# The task
Copy the full listing below verbatim, leaving out the pictures.
-- BEGIN Extracted records --
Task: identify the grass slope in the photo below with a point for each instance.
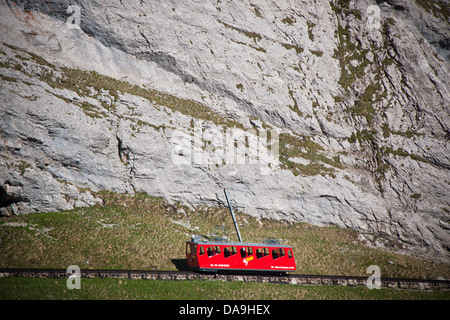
(143, 232)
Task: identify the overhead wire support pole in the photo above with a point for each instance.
(232, 215)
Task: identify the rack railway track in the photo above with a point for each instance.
(294, 279)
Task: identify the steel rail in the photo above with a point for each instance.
(295, 279)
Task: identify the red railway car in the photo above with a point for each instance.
(217, 255)
(205, 255)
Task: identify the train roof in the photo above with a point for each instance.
(242, 244)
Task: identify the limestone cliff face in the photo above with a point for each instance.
(353, 97)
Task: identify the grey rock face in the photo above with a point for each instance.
(357, 94)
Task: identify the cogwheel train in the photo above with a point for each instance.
(214, 256)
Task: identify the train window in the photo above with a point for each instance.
(243, 253)
(229, 251)
(259, 253)
(275, 254)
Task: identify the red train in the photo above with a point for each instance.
(217, 255)
(205, 255)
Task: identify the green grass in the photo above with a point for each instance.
(143, 232)
(114, 289)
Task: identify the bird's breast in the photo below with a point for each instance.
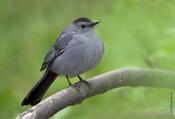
(79, 56)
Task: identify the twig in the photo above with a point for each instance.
(99, 84)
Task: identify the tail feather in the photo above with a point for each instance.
(37, 92)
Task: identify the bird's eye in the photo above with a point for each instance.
(83, 26)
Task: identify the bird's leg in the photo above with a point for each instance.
(70, 84)
(86, 82)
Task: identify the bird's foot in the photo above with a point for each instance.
(86, 82)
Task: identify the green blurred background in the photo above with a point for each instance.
(135, 33)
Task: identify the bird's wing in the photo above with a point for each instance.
(57, 49)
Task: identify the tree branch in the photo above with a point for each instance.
(99, 84)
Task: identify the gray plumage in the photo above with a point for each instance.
(77, 50)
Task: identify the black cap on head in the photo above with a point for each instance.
(82, 19)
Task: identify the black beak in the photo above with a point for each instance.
(93, 23)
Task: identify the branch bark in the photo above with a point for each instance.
(133, 77)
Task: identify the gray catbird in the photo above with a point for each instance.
(77, 50)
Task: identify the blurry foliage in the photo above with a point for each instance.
(133, 32)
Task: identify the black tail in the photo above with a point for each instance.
(37, 92)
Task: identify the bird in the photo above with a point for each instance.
(77, 50)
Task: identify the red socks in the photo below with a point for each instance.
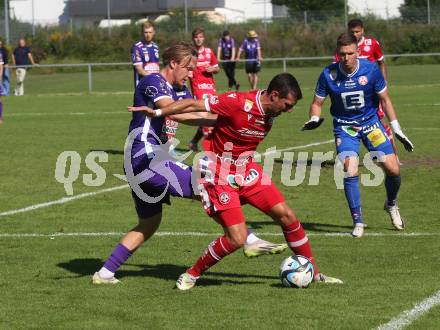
(216, 251)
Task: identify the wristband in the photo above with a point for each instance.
(395, 125)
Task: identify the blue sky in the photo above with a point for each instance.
(47, 11)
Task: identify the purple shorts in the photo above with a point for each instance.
(160, 179)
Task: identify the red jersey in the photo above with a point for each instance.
(368, 48)
(241, 126)
(202, 82)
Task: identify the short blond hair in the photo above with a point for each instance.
(178, 52)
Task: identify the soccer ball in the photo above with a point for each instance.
(296, 272)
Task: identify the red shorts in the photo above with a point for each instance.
(256, 189)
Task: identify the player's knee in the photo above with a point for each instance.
(286, 216)
(237, 240)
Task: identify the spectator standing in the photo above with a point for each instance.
(22, 56)
(252, 53)
(145, 53)
(226, 52)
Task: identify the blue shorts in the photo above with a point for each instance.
(371, 132)
(158, 180)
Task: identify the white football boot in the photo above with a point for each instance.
(358, 230)
(261, 247)
(396, 219)
(186, 281)
(96, 279)
(320, 277)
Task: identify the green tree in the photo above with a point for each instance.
(317, 10)
(295, 5)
-- END Extracted records --
# Complete output
Task: identify the grass slope in the photo below with a point for each instance.
(143, 232)
Task: identify the overhead wire support pole in the photo above with a point for each instance.
(232, 215)
Task: identify the rack railway track in the photo above with a point for each instance.
(294, 279)
Task: identify the steel rail in the photo above with a point for each instance.
(295, 279)
Task: identify the red railway car in the photo above with a point for each instance.
(217, 255)
(205, 255)
Task: identify the train roof in the photo above with a point for each instance.
(242, 244)
Task: identify the limestone cliff face in the photo above with a point for each instance.
(353, 97)
Task: identify the grey rock face in the photo above with a point for each instance.
(357, 94)
Task: identify the cogwheel train in the photo above with a point for each instance.
(214, 256)
Task: identify the train window in the photo above with a point for each instance.
(243, 253)
(229, 251)
(259, 253)
(275, 254)
Task: identify the red train in the photo above with a point for each instance.
(217, 255)
(205, 255)
Task: identify the green grass in the photo above with a point for each instance.
(143, 232)
(114, 289)
Task: identify the bird's breast in the photo below with a point for each instance.
(79, 56)
Task: identify the twig in the photo above with a point for each instance.
(99, 84)
Task: identify the tail feather in the photo above with a point for each instance.
(37, 92)
Task: identify the bird's eye in the photo above with a point for each instance.
(83, 26)
Task: identify the bird's leg in the photo above with a point for each instance.
(70, 84)
(86, 82)
Task: identify the bird's foot in the photo above with a point for each instance.
(86, 82)
Task: identify the green blurred background in the photo above with a point for each instance.
(135, 33)
Task: identify the bird's wing in the photo above with a point for each instance.
(57, 49)
Task: identify the tree branch in the photo above with a point for each instance.
(99, 84)
Task: identify the gray plumage in the photo above with a point for each instance.
(77, 50)
Task: identify the black cap on head in the photo above with a point for each instance.
(82, 19)
Task: identify the black beak in the photo above with a point for each instance.
(93, 23)
Task: identify the branch bark in the photo above with a point for each instance.
(133, 77)
Task: identify the gray catbird in the photo above with a point for each instance.
(77, 50)
Task: identify the blurry foliage in the photo above with a point for each instance.
(133, 32)
Task: identify the black tail in the photo above with a point for each instance.
(37, 92)
Task: identify the bird in the photo above with a point for each instance.
(77, 50)
Task: identify the red socks in the photo below with a point for each instance.
(216, 251)
Task: identify the wristband in the photo above with a point for each instance.
(395, 125)
Task: identify the blue sky in the photo above with a point for each instance.
(47, 11)
Task: identify the purple shorts in the photo above with a point for each instance.
(160, 179)
Task: identify the red jersey in the photo above with a point for each instance.
(368, 48)
(241, 126)
(202, 82)
Task: identify the short blond hair in the photo above with a point for each instance.
(178, 52)
Task: identify the soccer ball in the photo above with a point for each instance.
(296, 272)
Task: identify the red shorts in the photo above with a point for each instance.
(256, 189)
Task: identify the player's knee in the photo above with a point for each instance.
(286, 216)
(237, 240)
Task: identify the spectator standing in the photo above with a point for each instance.
(22, 56)
(252, 53)
(145, 53)
(226, 52)
Task: identify the blue shorts in the photo above with a point for each instance.
(371, 132)
(158, 180)
Task: identify the white football boot in the photo above with a point for each instance.
(358, 230)
(261, 247)
(396, 219)
(186, 281)
(96, 279)
(320, 277)
Task: identify the green tree in the photo above with a point for each instance.
(317, 10)
(295, 5)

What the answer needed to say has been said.